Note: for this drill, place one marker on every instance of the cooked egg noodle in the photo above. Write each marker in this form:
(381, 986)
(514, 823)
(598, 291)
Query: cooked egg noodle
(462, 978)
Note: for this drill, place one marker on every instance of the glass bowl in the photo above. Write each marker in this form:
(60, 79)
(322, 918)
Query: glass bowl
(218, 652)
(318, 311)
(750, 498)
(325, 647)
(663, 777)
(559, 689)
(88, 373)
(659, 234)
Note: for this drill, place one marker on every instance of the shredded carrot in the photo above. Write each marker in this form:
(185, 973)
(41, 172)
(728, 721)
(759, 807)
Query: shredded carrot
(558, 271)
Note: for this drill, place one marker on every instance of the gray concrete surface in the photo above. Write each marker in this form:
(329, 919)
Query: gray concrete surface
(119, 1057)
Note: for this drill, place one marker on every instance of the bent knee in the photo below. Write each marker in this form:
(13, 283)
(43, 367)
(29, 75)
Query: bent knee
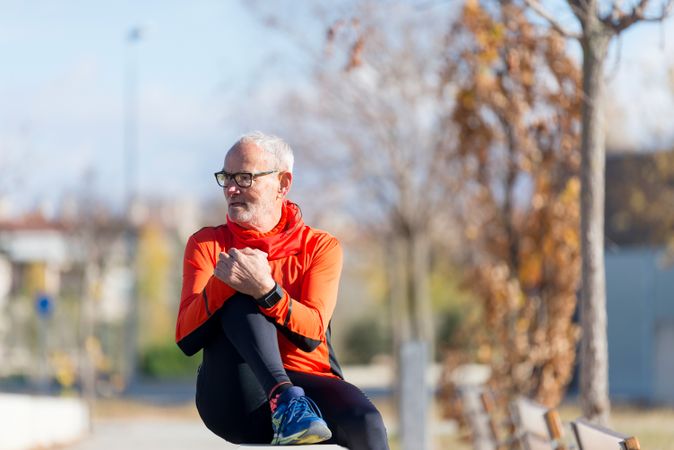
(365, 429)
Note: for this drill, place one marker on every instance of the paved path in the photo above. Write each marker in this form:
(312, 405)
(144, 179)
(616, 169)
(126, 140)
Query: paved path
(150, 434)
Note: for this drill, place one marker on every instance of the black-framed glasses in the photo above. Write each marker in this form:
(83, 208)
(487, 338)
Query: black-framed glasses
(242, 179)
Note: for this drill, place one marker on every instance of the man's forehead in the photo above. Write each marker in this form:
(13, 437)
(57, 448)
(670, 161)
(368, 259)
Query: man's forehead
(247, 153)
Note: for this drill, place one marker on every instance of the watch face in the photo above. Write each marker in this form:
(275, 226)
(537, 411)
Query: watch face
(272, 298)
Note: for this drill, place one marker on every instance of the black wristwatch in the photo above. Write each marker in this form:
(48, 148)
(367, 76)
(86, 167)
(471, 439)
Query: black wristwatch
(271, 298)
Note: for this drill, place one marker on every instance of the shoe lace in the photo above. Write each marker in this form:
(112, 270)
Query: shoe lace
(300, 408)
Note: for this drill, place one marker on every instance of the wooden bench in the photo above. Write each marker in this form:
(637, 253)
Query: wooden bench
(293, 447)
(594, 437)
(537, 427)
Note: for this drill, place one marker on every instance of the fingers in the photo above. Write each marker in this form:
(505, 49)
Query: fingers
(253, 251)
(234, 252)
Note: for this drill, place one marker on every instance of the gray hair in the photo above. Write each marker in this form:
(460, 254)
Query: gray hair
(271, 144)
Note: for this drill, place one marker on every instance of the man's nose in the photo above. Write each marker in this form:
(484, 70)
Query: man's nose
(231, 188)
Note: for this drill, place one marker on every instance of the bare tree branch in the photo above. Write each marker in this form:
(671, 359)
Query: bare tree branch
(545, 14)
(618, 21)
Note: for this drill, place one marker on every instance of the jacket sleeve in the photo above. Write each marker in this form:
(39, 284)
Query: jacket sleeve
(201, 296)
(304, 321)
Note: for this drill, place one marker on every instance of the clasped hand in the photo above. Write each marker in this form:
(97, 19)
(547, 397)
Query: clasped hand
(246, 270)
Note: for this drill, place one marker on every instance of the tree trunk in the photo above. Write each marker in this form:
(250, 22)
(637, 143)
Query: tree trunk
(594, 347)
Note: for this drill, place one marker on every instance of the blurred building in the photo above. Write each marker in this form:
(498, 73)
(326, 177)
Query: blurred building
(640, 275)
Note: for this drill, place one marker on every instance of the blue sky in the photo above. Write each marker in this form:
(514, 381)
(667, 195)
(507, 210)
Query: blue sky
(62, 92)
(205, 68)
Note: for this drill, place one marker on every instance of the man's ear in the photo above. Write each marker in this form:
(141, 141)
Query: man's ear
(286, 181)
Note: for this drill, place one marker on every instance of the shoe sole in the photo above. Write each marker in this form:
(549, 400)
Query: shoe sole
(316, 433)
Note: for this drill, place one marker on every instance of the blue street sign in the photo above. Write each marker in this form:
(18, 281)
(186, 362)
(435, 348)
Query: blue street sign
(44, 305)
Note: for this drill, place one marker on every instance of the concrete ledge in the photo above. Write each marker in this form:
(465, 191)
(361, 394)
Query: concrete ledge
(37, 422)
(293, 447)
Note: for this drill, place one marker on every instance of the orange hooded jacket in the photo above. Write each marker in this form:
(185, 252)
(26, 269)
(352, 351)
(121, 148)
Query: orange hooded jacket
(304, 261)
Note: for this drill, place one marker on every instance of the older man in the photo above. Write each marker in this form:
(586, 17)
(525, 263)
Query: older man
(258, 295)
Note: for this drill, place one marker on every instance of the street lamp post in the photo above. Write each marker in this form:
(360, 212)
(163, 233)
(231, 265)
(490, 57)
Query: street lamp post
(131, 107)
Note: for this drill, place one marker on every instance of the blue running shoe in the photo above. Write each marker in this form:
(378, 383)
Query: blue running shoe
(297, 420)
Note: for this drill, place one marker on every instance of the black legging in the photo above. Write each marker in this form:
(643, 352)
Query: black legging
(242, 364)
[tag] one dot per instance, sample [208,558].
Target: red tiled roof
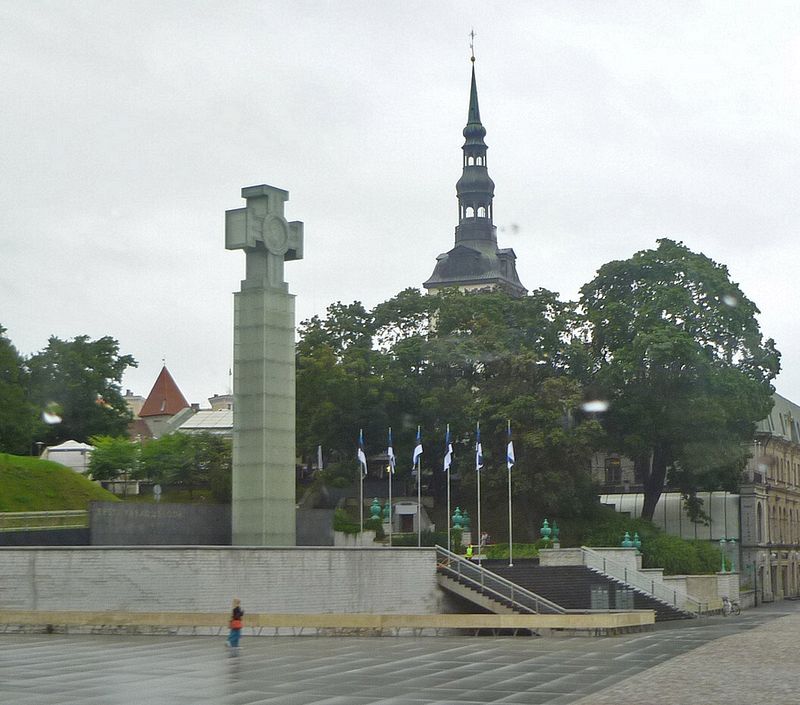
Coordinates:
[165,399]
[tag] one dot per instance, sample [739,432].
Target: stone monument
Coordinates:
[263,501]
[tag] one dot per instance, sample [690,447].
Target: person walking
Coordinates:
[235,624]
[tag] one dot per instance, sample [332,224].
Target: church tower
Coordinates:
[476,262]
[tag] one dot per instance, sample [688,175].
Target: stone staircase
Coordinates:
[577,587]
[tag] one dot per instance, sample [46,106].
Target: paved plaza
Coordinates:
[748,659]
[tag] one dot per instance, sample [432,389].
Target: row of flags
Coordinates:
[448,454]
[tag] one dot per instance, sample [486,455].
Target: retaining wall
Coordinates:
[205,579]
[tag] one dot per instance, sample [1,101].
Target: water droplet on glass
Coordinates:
-*-
Copy all of the data above word for word, leaving out the pictures.

Note: for this drill, place one marker on every instance of the cooked egg noodle in the photo above. Write each marker in this form:
(381, 986)
(514, 823)
(598, 291)
Query: cooked egg noodle
(462, 978)
Note: for this drill, place one marker on every instance of the glass bowl in the photo above. Write each marker in this form:
(60, 79)
(322, 918)
Query: glass bowl
(218, 652)
(318, 311)
(750, 498)
(325, 647)
(663, 777)
(559, 689)
(88, 373)
(659, 234)
Note: for this drill, place one marker on every instance of the shredded carrot in the photo above. Write each marker in this form:
(185, 973)
(41, 172)
(728, 721)
(759, 807)
Query: shredded carrot
(558, 271)
Note: for this drill, place one marker on every instance of the gray concrete surface in the photo above. Write each marker in this form:
(329, 919)
Query: gray concrete surface
(119, 1057)
Note: for this drill, place one marker on every instance of the bent knee in the photo below. Write each marker in this form:
(13, 283)
(43, 367)
(29, 75)
Query: bent knee
(365, 429)
Note: for this drill, place one marker on every instance of the paved path in the photo above. Write each marker in this form:
(312, 405)
(144, 179)
(616, 169)
(126, 140)
Query: paved path
(150, 434)
Note: for this drill, place one marker on every instance of the black-framed glasses in the photo above. Write each marker in this form:
(83, 208)
(487, 338)
Query: black-framed glasses
(242, 179)
Note: for this drill, place one marker on every instance of the man's forehead in the photo above. Write each marker in this form:
(13, 437)
(57, 448)
(670, 161)
(368, 259)
Query: man's forehead
(247, 153)
Note: for this drill, place one marker on every instance of the watch face in the photo above. Write each marker in this form:
(275, 226)
(537, 411)
Query: watch face
(272, 298)
Note: for this drill, place one marker on every instance of the black wristwatch in the photo above. Write each marker in this form:
(48, 148)
(367, 76)
(86, 167)
(471, 439)
Query: black wristwatch
(271, 298)
Note: for this drill, place one marker on every instance of the shoe lace in the photo above. Write each marker in this form:
(112, 270)
Query: shoe lace
(300, 408)
Note: for this drill, place one marker on every instance of the wooden bench in the photo above. Write each marker in this form:
(637, 253)
Query: wooden bench
(293, 447)
(594, 437)
(537, 427)
Note: for this drill, place one marker on every instance of the fingers in the photo above. Write each marker in this form:
(505, 49)
Query: fingers
(253, 251)
(234, 252)
Note: for this drill, place one marker on every instance of the gray hair in the photo above. Write each marker in this form:
(460, 254)
Query: gray hair
(271, 144)
Note: for this drill, place one marker on every instance of the man's nose in the photo above. Write each marker in this form:
(484, 70)
Query: man's nose
(231, 188)
Note: for this drill, place one marker on every instance of the bare tree branch in the photo above. Write each marker in this form:
(671, 359)
Query: bare tree branch
(545, 14)
(618, 21)
Note: for this drill, place one marker on every instance of the jacket sleeve in the photo above. Write each marker in this form:
(39, 284)
Query: jacket sleeve
(201, 296)
(304, 321)
Note: for this drill, place one marker on every instance of the clasped hand in the photo above. Write each marker in this form:
(97, 19)
(547, 397)
Query: clasped hand
(246, 270)
Note: for this drill, place one marker on every instance of the tree trunk in the photo above. Write each marker in this form:
(250, 22)
(637, 143)
Query: tree trunk
(594, 347)
Note: for this drill, place one marker on every instance of the blurred building in the photo above. Write each marker in this form:
(498, 73)
(326, 177)
Query: blurred building
(640, 275)
Note: for this drill, place one marker on every instance of the blue sky in the photo above. Write each marker in this form:
(514, 381)
(667, 195)
(507, 210)
Query: blue sky
(62, 92)
(205, 68)
Note: for this drill, place one marker on every instance of the man's ear in the photo above. Write each marker in this form:
(141, 141)
Query: man's ear
(286, 181)
Note: for this drill, place one marker on every instance of the shoe sole in the photo above. Write each marker in this form:
(549, 400)
Query: shoe sole
(316, 433)
Note: for this drill, place one marker on every instance of the blue street sign in the photo above. Write each marker in this form:
(18, 281)
(186, 362)
(435, 348)
Query: blue street sign
(44, 305)
Note: for this drill, place one marker on every instance of the concrete ledge in the photo above. Write each marker in this form:
(465, 191)
(361, 394)
Query: concrete ledge
(37, 422)
(293, 447)
Note: for this drill, place one marker on every instance of the orange hooded jacket in the photo above. Write each marker in this form:
(185, 252)
(26, 269)
(352, 351)
(121, 148)
Query: orange hooded jacket
(304, 261)
Note: for this drill, place one marker on every instance of the older man in the photo above. Write each marker in this form:
(586, 17)
(525, 263)
Query: older man
(258, 295)
Note: for this drill, place one marker on every instance of the street lamp post in the photo above. Write each marker in this form:
(360, 212)
(163, 233)
(231, 265)
(490, 57)
Query: street lamp post
(131, 107)
Note: for this drill, place one marker on every instance of the blue running shoe in the photo above. Write each marker in this form:
(378, 383)
Query: blue running shoe
(297, 420)
Note: for this drill, place one marker on every instance of the black legging in the photo above. Write each marker in this form:
(643, 352)
Query: black legging
(242, 364)
[tag] one dot per instance, sample [208,558].
Target: red tiled roof
Coordinates:
[165,399]
[tag] one dot per instance, sample [739,432].
Target: stone monument
Coordinates:
[263,501]
[tag] one dot per instance, sample [690,447].
Target: person walking
Coordinates:
[235,624]
[tag] one dot per instance, sample [332,224].
Target: church tower
Coordinates:
[476,262]
[tag] one dot per instance, sample [688,175].
Target: stone staircase
Coordinates:
[577,587]
[tag] one dot per instance, sample [46,106].
Target: paved plaza
Coordinates:
[748,659]
[tag] one dot per instance, sample [432,389].
Target: row of flags
Coordinates:
[448,454]
[tag] one dot per instance, sample [486,455].
Target: retaining wall
Coordinates:
[205,579]
[tag] one dot per instance, sample [1,101].
Target: water droplet on glass
Coordinates:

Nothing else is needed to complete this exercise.